Objective:
Convert every line of the listing below into a JSON list of strings, one string per line, leaving out blank lines.

Extracted data:
******

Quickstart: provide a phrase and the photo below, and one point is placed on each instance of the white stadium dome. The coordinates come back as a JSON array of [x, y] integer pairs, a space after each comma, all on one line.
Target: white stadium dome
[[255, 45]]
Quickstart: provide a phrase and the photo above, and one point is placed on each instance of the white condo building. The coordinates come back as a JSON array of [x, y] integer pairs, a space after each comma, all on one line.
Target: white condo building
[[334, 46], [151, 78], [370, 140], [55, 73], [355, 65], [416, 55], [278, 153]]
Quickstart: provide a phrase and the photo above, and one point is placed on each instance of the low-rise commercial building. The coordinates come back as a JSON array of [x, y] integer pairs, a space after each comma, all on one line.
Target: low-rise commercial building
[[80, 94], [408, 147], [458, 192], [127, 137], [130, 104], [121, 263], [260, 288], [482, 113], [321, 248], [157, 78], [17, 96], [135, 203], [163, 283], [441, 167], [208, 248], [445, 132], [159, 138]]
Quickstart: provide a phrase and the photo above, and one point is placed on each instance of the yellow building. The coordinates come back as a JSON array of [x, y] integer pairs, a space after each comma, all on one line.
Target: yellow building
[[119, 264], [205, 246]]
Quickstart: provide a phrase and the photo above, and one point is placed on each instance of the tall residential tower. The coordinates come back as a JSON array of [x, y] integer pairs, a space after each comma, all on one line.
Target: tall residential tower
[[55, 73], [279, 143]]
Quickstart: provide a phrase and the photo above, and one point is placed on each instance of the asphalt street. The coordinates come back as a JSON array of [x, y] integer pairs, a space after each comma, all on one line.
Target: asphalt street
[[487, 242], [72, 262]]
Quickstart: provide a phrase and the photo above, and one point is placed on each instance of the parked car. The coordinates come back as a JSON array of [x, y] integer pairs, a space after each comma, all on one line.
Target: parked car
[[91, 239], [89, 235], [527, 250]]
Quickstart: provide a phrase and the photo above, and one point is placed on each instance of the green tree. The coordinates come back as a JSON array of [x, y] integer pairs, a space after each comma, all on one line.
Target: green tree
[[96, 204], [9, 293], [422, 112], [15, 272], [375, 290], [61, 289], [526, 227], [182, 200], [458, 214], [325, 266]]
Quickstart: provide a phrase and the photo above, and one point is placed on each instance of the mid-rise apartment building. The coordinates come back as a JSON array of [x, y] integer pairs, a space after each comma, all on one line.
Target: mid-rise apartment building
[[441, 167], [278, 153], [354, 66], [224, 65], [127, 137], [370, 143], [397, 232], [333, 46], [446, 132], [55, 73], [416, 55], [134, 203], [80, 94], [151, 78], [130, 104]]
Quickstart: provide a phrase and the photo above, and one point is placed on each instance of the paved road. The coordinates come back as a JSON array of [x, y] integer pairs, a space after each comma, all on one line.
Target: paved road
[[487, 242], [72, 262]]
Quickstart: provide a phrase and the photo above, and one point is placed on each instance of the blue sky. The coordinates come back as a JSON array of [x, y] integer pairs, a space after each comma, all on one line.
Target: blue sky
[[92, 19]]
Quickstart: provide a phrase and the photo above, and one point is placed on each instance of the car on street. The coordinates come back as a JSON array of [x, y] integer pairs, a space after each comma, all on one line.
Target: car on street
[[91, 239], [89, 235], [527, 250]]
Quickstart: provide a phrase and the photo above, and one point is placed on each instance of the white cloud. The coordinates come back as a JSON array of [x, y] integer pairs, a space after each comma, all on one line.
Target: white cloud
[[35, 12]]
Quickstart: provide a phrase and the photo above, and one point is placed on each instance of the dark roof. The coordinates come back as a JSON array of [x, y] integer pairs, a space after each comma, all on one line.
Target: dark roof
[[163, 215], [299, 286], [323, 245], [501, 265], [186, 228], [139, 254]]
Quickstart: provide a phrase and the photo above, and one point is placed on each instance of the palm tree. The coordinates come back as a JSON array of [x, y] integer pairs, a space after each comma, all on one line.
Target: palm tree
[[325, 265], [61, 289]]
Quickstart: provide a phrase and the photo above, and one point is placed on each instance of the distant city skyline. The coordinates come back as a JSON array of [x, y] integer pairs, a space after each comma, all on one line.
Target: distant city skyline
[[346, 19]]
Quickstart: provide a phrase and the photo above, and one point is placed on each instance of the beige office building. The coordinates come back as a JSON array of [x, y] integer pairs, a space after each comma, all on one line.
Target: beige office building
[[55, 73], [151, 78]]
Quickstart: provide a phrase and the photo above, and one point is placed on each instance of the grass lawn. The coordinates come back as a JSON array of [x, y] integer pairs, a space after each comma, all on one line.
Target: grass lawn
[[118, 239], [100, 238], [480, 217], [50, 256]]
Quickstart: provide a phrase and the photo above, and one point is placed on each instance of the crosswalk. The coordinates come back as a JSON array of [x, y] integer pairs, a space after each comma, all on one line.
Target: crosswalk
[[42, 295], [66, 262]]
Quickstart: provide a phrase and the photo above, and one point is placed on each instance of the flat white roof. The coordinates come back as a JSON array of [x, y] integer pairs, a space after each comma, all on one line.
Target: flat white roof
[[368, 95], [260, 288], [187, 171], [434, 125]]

******

Finished task:
[
  "Quickstart: provide a phrase and the photo below, and one point is placed on each instance of the white stadium dome. The coordinates come back as a JSON array of [x, y] integer pairs, a space after each comma, all on one line.",
  "Target: white stadium dome",
  "[[255, 45]]",
  "Quickstart: provide a phrase and the photo above, and one point is placed on each instance of the white condo building. The coordinates come back as a JSON array of [x, y] integer pairs, a space after each comma, all on one line.",
  "Target: white condo building",
  "[[334, 46], [151, 78], [370, 140], [55, 73], [355, 65], [416, 55], [278, 153]]",
  "Quickstart: provide a phrase and the photo above, and one point is placed on each instance of the low-rise commercial building. The coordinates come back as a JSON array of [x, y] integer pairs, a space after each comma, all on one line.",
  "Target: low-rise commercial building",
  "[[80, 94], [408, 147], [458, 192], [127, 137], [130, 104], [121, 263], [260, 288], [482, 113], [321, 248], [157, 78], [17, 96], [135, 203], [163, 283], [441, 167], [208, 248], [445, 132], [159, 138]]",
  "Quickstart: provide a phrase and the photo above, and one point is placed on each instance of the yellow building. The coordinates come back as a JSON array of [x, y] integer pairs, a space after each comma, all on one line.",
  "Target: yellow building",
  "[[119, 264], [205, 246]]",
  "Quickstart: provide a phrase and the photo above, and one point is placed on each instance of the tall residential tower. The coordinates come back as a JSON array of [x, y] integer pairs, a space after each comma, all on one line.",
  "Target: tall residential tower",
  "[[55, 73], [279, 143]]",
  "Quickstart: provide a phrase and the photo above, and one point is placed on each instance of the asphalt street. The coordinates come back as a JSON array of [x, y] integer pairs, a space after each comma, all on one line.",
  "Target: asphalt street",
  "[[487, 242], [72, 262]]",
  "Quickstart: provide a phrase and the photo above, and one point is placed on each instance of the parked car. The coordinates come back as a JSON array of [x, y] integer pairs, a space after each comma, all on one line.",
  "Target: parked car",
  "[[91, 239], [89, 235], [527, 250]]",
  "Quickstart: provide a phrase and the photo above, and one point is placed on each instance of the green tree. The coordinates come back as a JSON array of [x, y] integer pairs, a space after each comma, all on one line.",
  "Target: green tree",
  "[[96, 204], [9, 293], [422, 112], [15, 272], [375, 290], [61, 289], [526, 227], [182, 200], [458, 214], [325, 266]]",
  "Quickstart: provide a phrase and the photo above, and one point is placed on each instance of the mid-rise apartment building. The coordinates come back as a JSON array of [x, y] integer pairs, a space after each comma, all on one line.",
  "Target: mid-rise apartment building",
  "[[441, 167], [278, 153], [354, 66], [224, 65], [127, 137], [370, 143], [397, 232], [333, 46], [446, 132], [55, 73], [416, 55], [134, 203], [80, 94], [151, 78], [130, 104]]",
  "Quickstart: provide a phrase and the photo above, and one point is placed on each instance of the paved road. The coordinates come back as a JSON array of [x, y] integer pairs, a space after each comma, all on one line.",
  "Target: paved road",
  "[[487, 242], [72, 262]]",
  "Quickstart: provide a phrase and the photo above, and one point is placed on each instance of the blue sky. The coordinates come back as a JSON array of [x, y] integer pairs, a space after each comma, all on one line.",
  "Target: blue sky",
  "[[92, 19]]",
  "Quickstart: provide a phrase and the photo above, and one point is placed on each instance of the car on street. The coordinates come back as a JSON array of [x, y] integer pairs, a space after each comma, all on one line.",
  "Target: car on street",
  "[[91, 239], [89, 235], [527, 250]]",
  "Quickstart: provide a phrase and the photo above, and one point is placed on each instance of the white cloud. The coordinates come back as a JSON array of [x, y] integer pairs, a space after each comma, all on one line.",
  "Target: white cloud",
  "[[35, 12]]",
  "Quickstart: provide a phrase and the photo above, and one point is placed on each instance of the dark roof. The coordinates come back as a JSON array of [x, y] integer pairs, a space after each comma, all on one line.",
  "Target: dark roof",
  "[[163, 215], [299, 286], [323, 245], [501, 265], [186, 228], [139, 254]]",
  "Quickstart: provide a phrase and the photo above, and one point is placed on each instance of the palm tree. The coordinates come back as a JSON array of [x, y] integer pairs, a space after each comma, all on one line.",
  "Target: palm tree",
  "[[325, 265], [61, 289]]",
  "Quickstart: provide a phrase and the photo above, and one point is placed on each instance of the distant city skyline. The coordinates come back as a JSON array of [x, y] integer pairs, a space after each comma, all on one line.",
  "Target: distant city skyline",
  "[[346, 19]]",
  "Quickstart: provide a phrase and the photo above, and one point is placed on each instance of the beige office building. The coordinates come back as a JSON array of [x, y] integer pairs, a space after each comma, all on one line.",
  "Target: beige office building",
  "[[55, 73], [151, 78]]",
  "Quickstart: provide a phrase and the photo above, and one point is placed on each instance of the grass lawn. The coordinates come back as a JSON array of [x, y] integer pairs, a space after each comma, all on one line.",
  "Target: grass lawn",
  "[[118, 239], [100, 238], [480, 217], [50, 256]]",
  "Quickstart: provide a phrase and the photo above, and one point is placed on each instance of the crosswalk. The coordinates come back as a JSON array of [x, y] integer pairs, a space after each comma, all on one line.",
  "Target: crosswalk",
  "[[42, 295], [66, 262]]",
  "Quickstart: provide a phrase and the photo above, and one point is placed on each instance of the flat white roof. The coordinates come back as a JSON array of [x, y] integer pairs, a space after each comma, all on one line.",
  "Target: flat white roof",
  "[[368, 95], [260, 288], [187, 171], [434, 125]]"
]